<<<<

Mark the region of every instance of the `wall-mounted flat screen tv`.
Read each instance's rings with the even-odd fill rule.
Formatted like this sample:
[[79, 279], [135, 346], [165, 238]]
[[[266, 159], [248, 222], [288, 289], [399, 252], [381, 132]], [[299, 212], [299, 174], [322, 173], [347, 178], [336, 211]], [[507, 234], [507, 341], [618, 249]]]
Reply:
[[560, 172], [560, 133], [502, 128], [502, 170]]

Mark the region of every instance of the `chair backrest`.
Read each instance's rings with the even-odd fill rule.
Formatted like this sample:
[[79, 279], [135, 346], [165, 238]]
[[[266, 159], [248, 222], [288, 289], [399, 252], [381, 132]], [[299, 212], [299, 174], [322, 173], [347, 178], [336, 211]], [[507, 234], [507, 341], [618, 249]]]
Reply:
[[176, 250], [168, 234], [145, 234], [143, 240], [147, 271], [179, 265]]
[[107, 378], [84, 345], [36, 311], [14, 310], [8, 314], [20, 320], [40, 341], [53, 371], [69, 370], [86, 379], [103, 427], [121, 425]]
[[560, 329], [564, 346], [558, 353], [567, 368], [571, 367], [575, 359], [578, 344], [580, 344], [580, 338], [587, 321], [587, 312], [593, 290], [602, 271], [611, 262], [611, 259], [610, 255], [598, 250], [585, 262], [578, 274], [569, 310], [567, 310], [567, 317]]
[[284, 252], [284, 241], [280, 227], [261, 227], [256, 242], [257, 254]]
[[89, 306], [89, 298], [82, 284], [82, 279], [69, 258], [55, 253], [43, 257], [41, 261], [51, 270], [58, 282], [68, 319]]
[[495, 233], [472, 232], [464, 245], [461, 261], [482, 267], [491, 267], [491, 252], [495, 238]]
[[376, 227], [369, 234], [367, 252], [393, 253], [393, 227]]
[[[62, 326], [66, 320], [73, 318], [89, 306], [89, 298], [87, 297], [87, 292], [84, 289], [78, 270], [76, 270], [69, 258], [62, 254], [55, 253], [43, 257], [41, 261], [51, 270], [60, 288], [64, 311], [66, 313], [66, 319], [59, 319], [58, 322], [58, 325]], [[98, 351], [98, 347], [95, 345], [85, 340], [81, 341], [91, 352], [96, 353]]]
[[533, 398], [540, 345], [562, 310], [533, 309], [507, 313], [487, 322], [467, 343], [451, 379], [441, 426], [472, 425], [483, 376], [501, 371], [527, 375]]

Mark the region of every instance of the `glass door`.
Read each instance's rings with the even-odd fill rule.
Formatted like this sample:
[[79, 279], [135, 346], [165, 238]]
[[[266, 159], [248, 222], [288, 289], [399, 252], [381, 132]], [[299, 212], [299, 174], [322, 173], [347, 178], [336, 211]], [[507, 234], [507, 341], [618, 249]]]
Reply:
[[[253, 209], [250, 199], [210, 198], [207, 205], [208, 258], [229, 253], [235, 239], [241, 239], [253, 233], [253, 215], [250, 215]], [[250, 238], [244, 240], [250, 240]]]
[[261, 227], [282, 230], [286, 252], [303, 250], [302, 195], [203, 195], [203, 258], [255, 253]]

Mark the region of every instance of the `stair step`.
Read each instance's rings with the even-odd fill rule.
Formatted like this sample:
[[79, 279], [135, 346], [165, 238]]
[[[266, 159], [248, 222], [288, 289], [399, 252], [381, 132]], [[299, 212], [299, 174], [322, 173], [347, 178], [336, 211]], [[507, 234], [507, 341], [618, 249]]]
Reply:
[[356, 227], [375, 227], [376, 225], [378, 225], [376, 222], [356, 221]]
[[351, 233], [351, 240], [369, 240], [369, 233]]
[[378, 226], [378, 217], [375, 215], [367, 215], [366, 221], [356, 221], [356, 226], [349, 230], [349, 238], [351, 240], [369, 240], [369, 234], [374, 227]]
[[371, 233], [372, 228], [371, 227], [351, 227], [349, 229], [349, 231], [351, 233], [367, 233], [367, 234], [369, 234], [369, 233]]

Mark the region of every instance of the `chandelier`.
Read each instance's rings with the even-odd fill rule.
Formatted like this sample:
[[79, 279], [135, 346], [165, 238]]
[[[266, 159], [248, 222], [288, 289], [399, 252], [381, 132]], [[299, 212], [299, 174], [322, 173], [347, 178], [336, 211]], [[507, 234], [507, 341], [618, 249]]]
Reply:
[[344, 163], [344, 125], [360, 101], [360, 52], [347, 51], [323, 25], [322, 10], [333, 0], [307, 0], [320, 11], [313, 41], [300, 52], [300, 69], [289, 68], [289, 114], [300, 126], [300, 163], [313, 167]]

>>>>

What you will do -
Write out each entry exactly, and omit nothing.

Solution for this problem -
Mark the region of every instance of the `wall-mounted flat screen tv`.
Read each instance's rings with the even-odd fill rule.
Formatted like this sample:
[[79, 279], [135, 346], [165, 238]]
[[[266, 159], [248, 222], [288, 289], [399, 252], [381, 132]], [[299, 212], [299, 174], [322, 173], [347, 178], [336, 211]], [[507, 234], [507, 341], [618, 249]]]
Reply:
[[560, 172], [560, 133], [502, 128], [502, 170]]

Mark the region of every instance of the `chair backrest`.
Read each instance's rings with the even-odd fill rule.
Formatted like this sample:
[[79, 279], [135, 346], [165, 238]]
[[[266, 159], [248, 222], [288, 289], [399, 252], [381, 132]], [[299, 212], [299, 174], [322, 173], [347, 178], [336, 211]], [[507, 234], [507, 341], [618, 249]]]
Reply:
[[176, 250], [168, 234], [145, 234], [143, 240], [147, 271], [179, 265]]
[[107, 378], [84, 345], [36, 311], [14, 310], [8, 314], [20, 320], [40, 341], [53, 371], [69, 370], [86, 379], [103, 427], [121, 425]]
[[560, 329], [564, 346], [558, 353], [567, 368], [571, 367], [575, 359], [578, 344], [580, 344], [580, 338], [587, 321], [587, 312], [593, 290], [602, 271], [611, 262], [611, 259], [610, 255], [598, 250], [585, 262], [578, 274], [569, 310], [567, 310], [567, 317]]
[[284, 252], [284, 241], [280, 227], [261, 227], [256, 242], [257, 254]]
[[89, 306], [89, 298], [82, 284], [82, 279], [69, 258], [55, 253], [43, 257], [41, 261], [51, 270], [58, 282], [68, 319]]
[[495, 233], [472, 232], [464, 245], [461, 261], [482, 267], [491, 267], [491, 252], [495, 238]]
[[376, 227], [369, 234], [367, 252], [393, 253], [393, 227]]
[[[62, 326], [66, 320], [73, 318], [89, 306], [89, 298], [87, 297], [87, 292], [84, 289], [78, 270], [76, 270], [69, 258], [62, 254], [55, 253], [43, 257], [41, 261], [51, 270], [60, 288], [64, 311], [66, 313], [66, 319], [59, 319], [58, 322], [58, 325]], [[98, 351], [98, 347], [95, 345], [85, 340], [81, 341], [91, 352], [96, 353]]]
[[533, 398], [540, 345], [562, 310], [533, 309], [507, 313], [487, 322], [467, 343], [451, 379], [441, 426], [472, 425], [483, 376], [501, 371], [527, 375]]

Mark the region of every instance of the `glass door`.
Read each instance's rings with the even-odd fill rule.
Formatted like this sample:
[[79, 279], [135, 346], [165, 238]]
[[[266, 159], [248, 222], [288, 289], [399, 252], [381, 132]], [[299, 212], [299, 174], [322, 173], [347, 178], [336, 211]], [[507, 234], [507, 341], [618, 249]]]
Reply:
[[[253, 209], [250, 199], [210, 198], [207, 205], [208, 258], [229, 253], [235, 239], [241, 239], [253, 233], [253, 215], [250, 215]], [[250, 238], [244, 240], [250, 240]]]
[[261, 227], [282, 230], [286, 252], [303, 250], [302, 195], [203, 195], [203, 258], [255, 253]]

Mark the region of every instance of the `stair step`.
Read each instance's rings with the even-odd fill rule.
Formatted like this sample:
[[79, 279], [135, 346], [165, 238]]
[[[266, 159], [248, 222], [288, 289], [399, 252], [381, 132]], [[299, 212], [299, 174], [322, 173], [347, 178], [336, 211]], [[507, 234], [507, 341], [618, 249]]]
Reply:
[[356, 227], [375, 227], [376, 225], [378, 225], [376, 222], [356, 221]]
[[351, 233], [351, 240], [369, 240], [369, 233]]
[[378, 226], [378, 217], [375, 215], [367, 215], [366, 221], [356, 221], [356, 226], [349, 230], [349, 238], [351, 240], [369, 240], [369, 234], [374, 227]]
[[371, 233], [372, 228], [371, 227], [351, 227], [349, 229], [349, 231], [351, 233], [367, 233], [367, 234], [369, 234], [369, 233]]

Mark the region of every instance of the `chandelier`.
Read each instance's rings with the even-odd fill rule.
Formatted like this sample:
[[79, 279], [135, 346], [165, 238]]
[[[266, 159], [248, 222], [288, 289], [399, 252], [381, 132]], [[299, 212], [299, 174], [322, 173], [347, 178], [336, 211]], [[507, 234], [507, 341], [618, 249]]]
Reply:
[[344, 163], [344, 125], [360, 101], [360, 52], [347, 51], [323, 25], [322, 10], [333, 0], [307, 0], [320, 11], [313, 41], [300, 52], [300, 69], [289, 68], [289, 114], [300, 126], [300, 163], [313, 167]]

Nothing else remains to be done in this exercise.